▶ THE TASK:
Repeat exactly, and only, the lines from the one holding "Phrase: textured ceiling" through the last line of the records below.

BEGIN DATA UNDER STUDY

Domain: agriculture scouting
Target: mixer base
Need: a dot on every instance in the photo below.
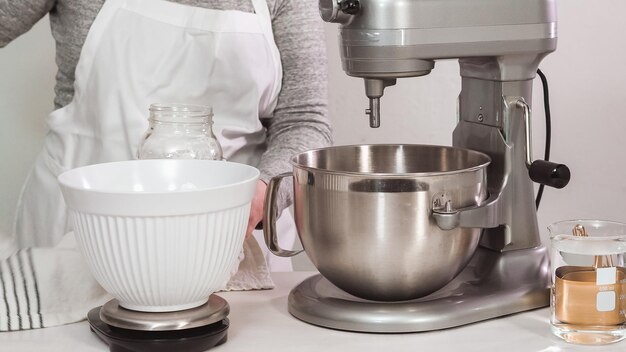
(492, 285)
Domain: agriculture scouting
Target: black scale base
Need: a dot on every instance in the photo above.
(190, 340)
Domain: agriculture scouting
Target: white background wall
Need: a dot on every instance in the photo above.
(587, 78)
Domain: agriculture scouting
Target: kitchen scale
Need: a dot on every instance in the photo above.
(192, 330)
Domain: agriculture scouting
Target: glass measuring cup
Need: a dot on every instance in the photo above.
(588, 294)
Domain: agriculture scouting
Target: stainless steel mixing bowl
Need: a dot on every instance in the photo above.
(363, 214)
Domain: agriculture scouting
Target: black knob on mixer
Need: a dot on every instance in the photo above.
(549, 173)
(351, 7)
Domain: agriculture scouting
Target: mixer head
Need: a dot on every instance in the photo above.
(382, 40)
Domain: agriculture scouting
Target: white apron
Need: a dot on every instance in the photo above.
(140, 52)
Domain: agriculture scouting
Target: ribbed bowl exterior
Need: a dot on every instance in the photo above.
(162, 263)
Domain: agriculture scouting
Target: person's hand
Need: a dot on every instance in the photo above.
(256, 210)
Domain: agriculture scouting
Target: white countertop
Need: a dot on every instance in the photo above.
(259, 321)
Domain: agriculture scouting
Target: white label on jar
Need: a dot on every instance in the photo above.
(606, 276)
(605, 301)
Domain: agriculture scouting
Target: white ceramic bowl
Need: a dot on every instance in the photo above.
(160, 235)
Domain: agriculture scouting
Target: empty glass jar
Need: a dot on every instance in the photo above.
(180, 131)
(588, 300)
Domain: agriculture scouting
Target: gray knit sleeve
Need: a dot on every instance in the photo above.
(300, 120)
(17, 17)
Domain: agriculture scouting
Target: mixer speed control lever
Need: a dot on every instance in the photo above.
(549, 173)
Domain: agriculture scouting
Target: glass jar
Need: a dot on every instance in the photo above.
(588, 299)
(180, 131)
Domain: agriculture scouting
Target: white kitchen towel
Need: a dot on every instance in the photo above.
(43, 287)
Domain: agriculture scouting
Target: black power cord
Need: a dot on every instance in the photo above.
(546, 106)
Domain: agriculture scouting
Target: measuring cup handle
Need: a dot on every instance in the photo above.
(270, 215)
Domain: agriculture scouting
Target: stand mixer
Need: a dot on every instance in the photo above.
(499, 45)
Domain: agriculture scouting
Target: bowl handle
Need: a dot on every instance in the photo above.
(485, 215)
(269, 218)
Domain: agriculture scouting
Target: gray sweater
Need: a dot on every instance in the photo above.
(300, 119)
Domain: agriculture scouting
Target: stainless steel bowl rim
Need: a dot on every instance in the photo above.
(390, 174)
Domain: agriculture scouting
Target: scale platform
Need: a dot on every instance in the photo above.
(193, 330)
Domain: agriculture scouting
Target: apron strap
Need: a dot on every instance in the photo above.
(261, 8)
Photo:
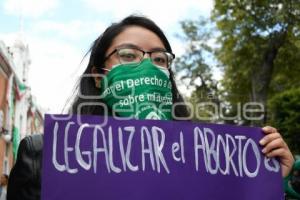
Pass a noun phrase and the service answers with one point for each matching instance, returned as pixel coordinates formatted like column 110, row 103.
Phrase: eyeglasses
column 132, row 55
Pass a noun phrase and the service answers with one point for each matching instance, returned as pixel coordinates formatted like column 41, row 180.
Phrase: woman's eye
column 128, row 56
column 160, row 60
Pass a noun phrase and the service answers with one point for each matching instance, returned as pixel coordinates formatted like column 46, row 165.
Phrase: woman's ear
column 96, row 77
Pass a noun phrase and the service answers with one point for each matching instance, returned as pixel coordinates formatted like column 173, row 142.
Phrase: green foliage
column 285, row 115
column 192, row 66
column 259, row 47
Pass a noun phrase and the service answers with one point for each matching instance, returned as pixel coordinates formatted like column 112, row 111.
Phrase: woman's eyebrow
column 130, row 45
column 158, row 49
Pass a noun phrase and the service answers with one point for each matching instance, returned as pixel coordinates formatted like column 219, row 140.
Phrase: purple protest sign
column 89, row 157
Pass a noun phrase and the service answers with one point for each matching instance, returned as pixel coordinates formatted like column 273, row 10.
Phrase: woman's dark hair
column 83, row 103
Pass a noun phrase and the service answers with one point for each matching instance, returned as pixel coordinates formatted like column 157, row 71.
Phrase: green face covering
column 140, row 91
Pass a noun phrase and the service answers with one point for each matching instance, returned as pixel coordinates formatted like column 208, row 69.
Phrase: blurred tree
column 286, row 116
column 195, row 71
column 259, row 48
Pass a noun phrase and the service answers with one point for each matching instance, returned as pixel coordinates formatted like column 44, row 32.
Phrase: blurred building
column 19, row 113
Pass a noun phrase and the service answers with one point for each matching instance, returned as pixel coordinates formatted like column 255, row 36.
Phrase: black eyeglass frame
column 170, row 55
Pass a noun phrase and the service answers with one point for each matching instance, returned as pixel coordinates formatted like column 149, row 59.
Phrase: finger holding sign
column 274, row 146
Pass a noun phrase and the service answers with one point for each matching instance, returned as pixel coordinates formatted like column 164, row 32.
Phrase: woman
column 135, row 41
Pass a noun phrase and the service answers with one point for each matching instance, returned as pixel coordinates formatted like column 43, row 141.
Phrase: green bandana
column 140, row 91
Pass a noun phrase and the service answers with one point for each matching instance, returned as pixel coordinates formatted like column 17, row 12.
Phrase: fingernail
column 262, row 142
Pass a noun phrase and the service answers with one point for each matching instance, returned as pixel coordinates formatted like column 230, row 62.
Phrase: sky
column 59, row 33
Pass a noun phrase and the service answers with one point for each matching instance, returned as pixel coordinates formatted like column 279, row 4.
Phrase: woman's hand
column 274, row 146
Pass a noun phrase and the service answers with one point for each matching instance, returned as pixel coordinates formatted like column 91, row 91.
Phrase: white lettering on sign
column 126, row 148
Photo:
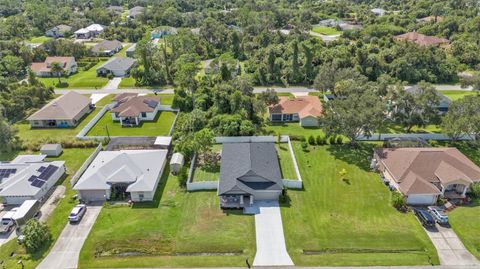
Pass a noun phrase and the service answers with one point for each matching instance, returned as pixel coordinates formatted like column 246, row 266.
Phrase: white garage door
column 421, row 199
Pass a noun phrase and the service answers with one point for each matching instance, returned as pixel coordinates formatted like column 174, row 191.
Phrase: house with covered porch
column 249, row 172
column 131, row 109
column 423, row 175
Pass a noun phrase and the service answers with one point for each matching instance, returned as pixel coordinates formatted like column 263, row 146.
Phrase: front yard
column 178, row 229
column 158, row 127
column 348, row 222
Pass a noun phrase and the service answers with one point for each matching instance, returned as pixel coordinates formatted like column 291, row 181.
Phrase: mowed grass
column 30, row 135
column 348, row 222
column 455, row 95
column 160, row 126
column 73, row 158
column 465, row 221
column 324, row 30
column 82, row 80
column 178, row 229
column 286, row 161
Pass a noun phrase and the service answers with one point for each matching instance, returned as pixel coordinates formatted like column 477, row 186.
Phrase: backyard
column 348, row 222
column 73, row 158
column 160, row 126
column 178, row 229
column 83, row 79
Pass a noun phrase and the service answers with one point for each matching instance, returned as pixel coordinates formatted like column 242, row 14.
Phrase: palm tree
column 57, row 69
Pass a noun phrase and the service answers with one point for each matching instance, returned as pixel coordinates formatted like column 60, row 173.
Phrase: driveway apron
column 271, row 249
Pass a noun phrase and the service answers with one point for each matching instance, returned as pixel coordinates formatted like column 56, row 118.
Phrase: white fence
column 85, row 165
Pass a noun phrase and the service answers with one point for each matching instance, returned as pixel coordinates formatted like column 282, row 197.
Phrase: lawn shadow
column 357, row 155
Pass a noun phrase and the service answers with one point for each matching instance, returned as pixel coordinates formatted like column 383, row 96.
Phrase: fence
column 85, row 165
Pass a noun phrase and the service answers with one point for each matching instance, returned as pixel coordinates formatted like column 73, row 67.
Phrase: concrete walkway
column 66, row 251
column 271, row 249
column 450, row 249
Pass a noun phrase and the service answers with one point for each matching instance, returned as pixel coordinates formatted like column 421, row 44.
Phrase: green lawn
column 292, row 128
column 324, row 30
column 455, row 95
column 40, row 39
column 81, row 80
column 158, row 127
column 41, row 135
column 286, row 162
column 465, row 221
column 172, row 231
column 73, row 160
column 348, row 222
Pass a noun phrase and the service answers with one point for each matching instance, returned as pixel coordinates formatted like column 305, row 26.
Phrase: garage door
column 419, row 199
column 93, row 195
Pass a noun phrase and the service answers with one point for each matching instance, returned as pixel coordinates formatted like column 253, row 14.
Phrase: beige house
column 44, row 69
column 63, row 112
column 424, row 174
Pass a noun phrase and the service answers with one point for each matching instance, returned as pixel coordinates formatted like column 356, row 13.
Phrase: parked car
column 439, row 215
column 424, row 217
column 77, row 213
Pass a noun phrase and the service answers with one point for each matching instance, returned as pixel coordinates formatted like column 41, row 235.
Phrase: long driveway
column 66, row 251
column 271, row 249
column 450, row 249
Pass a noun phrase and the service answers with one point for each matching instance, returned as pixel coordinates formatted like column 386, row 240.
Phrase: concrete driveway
column 271, row 249
column 450, row 249
column 66, row 251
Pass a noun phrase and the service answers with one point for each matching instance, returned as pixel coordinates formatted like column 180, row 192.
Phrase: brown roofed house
column 44, row 69
column 305, row 109
column 131, row 109
column 63, row 112
column 424, row 174
column 422, row 40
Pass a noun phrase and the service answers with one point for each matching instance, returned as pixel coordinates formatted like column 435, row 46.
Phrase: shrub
column 398, row 201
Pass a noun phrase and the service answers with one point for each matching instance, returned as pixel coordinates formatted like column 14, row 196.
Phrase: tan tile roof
column 131, row 105
column 305, row 106
column 422, row 40
column 433, row 165
column 65, row 107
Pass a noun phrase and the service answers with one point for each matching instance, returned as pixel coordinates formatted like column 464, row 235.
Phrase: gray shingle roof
column 242, row 160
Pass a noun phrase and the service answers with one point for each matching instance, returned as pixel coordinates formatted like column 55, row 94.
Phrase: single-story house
column 63, row 112
column 58, row 31
column 51, row 150
column 28, row 178
column 424, row 174
column 117, row 66
column 107, row 47
column 135, row 11
column 44, row 69
column 90, row 31
column 444, row 104
column 131, row 109
column 422, row 40
column 249, row 172
column 130, row 52
column 124, row 174
column 305, row 109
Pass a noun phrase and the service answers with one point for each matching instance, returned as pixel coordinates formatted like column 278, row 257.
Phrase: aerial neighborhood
column 229, row 134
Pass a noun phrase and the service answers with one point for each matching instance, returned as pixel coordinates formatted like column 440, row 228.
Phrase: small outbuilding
column 53, row 150
column 176, row 163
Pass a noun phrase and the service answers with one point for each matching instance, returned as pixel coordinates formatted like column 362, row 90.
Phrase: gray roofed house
column 107, row 47
column 249, row 172
column 117, row 66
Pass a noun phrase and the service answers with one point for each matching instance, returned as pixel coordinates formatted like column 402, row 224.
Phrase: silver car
column 77, row 213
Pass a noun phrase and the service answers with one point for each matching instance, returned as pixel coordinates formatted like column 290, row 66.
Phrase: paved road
column 66, row 251
column 271, row 249
column 450, row 249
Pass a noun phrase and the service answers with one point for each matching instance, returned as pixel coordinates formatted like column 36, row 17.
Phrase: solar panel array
column 4, row 173
column 45, row 174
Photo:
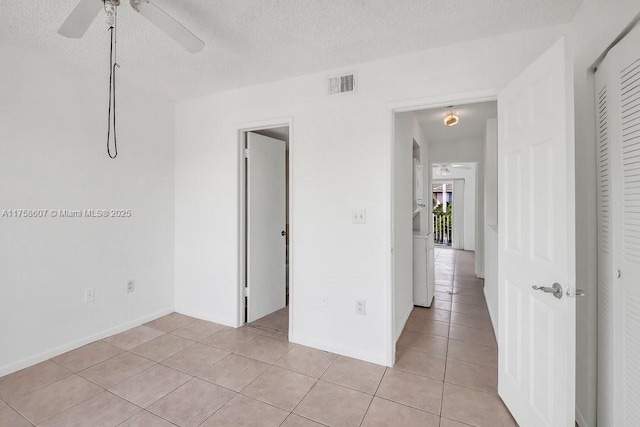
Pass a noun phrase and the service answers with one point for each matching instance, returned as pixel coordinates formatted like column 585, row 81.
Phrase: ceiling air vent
column 342, row 84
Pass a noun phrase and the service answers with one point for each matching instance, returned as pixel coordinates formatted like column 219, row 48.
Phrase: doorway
column 442, row 201
column 265, row 228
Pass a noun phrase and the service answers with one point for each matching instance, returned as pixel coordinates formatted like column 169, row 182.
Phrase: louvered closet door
column 621, row 76
column 629, row 259
column 606, row 291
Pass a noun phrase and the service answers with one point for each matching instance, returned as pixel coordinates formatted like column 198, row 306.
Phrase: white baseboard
column 403, row 321
column 45, row 355
column 580, row 419
column 378, row 359
column 207, row 316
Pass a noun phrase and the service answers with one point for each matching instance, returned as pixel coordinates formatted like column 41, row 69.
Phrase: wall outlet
column 359, row 216
column 324, row 301
column 89, row 295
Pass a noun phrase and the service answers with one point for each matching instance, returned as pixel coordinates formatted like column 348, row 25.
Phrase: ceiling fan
column 444, row 169
column 86, row 11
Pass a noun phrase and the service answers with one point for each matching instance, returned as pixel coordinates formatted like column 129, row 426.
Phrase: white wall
column 406, row 130
column 340, row 156
column 491, row 220
column 595, row 26
column 402, row 219
column 53, row 156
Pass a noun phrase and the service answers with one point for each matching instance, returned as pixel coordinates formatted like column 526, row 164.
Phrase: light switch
column 359, row 216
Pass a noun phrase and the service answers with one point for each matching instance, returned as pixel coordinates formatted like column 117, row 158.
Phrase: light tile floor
column 181, row 371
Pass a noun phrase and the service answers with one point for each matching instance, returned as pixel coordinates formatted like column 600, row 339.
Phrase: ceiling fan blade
column 80, row 18
column 170, row 26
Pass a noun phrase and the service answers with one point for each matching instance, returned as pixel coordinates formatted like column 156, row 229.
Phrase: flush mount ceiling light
column 443, row 170
column 451, row 119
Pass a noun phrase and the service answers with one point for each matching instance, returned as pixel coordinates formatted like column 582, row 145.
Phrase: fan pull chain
column 111, row 21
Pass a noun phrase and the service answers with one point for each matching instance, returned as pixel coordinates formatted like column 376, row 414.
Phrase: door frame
column 440, row 101
column 242, row 130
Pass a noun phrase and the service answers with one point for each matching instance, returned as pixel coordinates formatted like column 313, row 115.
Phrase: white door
column 266, row 219
column 536, row 338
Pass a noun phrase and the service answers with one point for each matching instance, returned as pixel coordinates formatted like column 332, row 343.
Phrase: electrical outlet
column 324, row 301
column 89, row 295
column 359, row 216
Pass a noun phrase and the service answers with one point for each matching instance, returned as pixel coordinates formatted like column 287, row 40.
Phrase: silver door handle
column 556, row 290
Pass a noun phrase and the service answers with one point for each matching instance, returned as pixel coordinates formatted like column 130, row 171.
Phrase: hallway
column 453, row 342
column 182, row 371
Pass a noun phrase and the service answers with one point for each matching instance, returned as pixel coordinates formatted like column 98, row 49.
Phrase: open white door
column 536, row 173
column 266, row 239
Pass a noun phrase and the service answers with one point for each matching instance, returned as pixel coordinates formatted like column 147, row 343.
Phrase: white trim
column 401, row 107
column 493, row 316
column 243, row 128
column 580, row 420
column 206, row 315
column 45, row 355
column 400, row 327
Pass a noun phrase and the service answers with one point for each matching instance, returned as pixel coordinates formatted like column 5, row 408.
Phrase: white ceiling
column 255, row 41
column 473, row 118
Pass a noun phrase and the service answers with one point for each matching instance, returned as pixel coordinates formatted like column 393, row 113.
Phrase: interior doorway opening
column 442, row 202
column 265, row 229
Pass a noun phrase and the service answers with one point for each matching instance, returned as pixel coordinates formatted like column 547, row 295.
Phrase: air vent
column 342, row 84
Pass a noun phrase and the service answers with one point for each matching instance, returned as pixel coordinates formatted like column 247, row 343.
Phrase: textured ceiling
column 473, row 118
column 255, row 41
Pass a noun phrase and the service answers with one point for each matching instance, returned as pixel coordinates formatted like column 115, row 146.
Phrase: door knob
column 556, row 290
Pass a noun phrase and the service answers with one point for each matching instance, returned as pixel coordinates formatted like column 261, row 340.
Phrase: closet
column 617, row 102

END DATA UNDER STUDY

▶ TASK RESPONSE:
Phrase: textured ceiling
column 473, row 118
column 255, row 41
Pass a noun phrase and the service answers with one point for each matching instance, returned as pixel coordinates formatted like column 115, row 146.
Phrase: door knob
column 556, row 290
Pass a noun phrase and the service answers with one point for each matching instance, returned as pixel coordinates formatted like column 261, row 340.
Phrase: closet
column 617, row 102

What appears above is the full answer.